In the rows below, change every "single dot" to "small circle" and write out the rest unchanged. Leave the pictures out of your answer.

══ EXERCISE MATERIAL ══

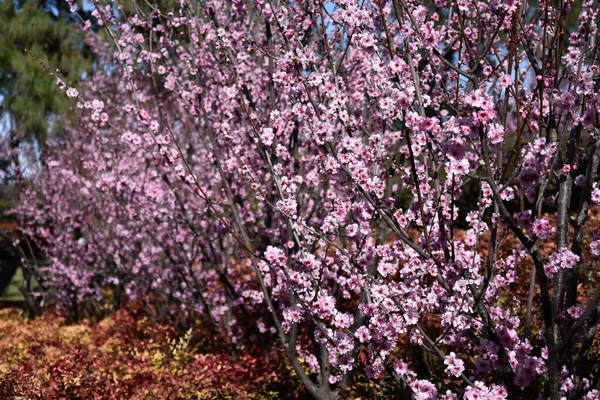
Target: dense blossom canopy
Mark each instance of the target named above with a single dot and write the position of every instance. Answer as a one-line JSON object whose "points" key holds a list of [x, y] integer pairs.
{"points": [[298, 169]]}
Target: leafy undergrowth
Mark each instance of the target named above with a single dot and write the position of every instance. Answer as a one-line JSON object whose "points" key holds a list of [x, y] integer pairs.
{"points": [[126, 356]]}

═══

WRITTEN REPLY ▸
Target: dense blossom canopy
Mark each instance of the target named above with a small circle and write the position of every instance. Answer as a one-line JSON object whose "points" key holds a list of [x, y] integer pairs.
{"points": [[298, 169]]}
Target: leafy undergrowth
Mark each instance of the target named above with a small circle and write the position of every instance. Answer as a one-line JSON object whose "points" key holds a list of [x, y] integer pairs.
{"points": [[126, 356]]}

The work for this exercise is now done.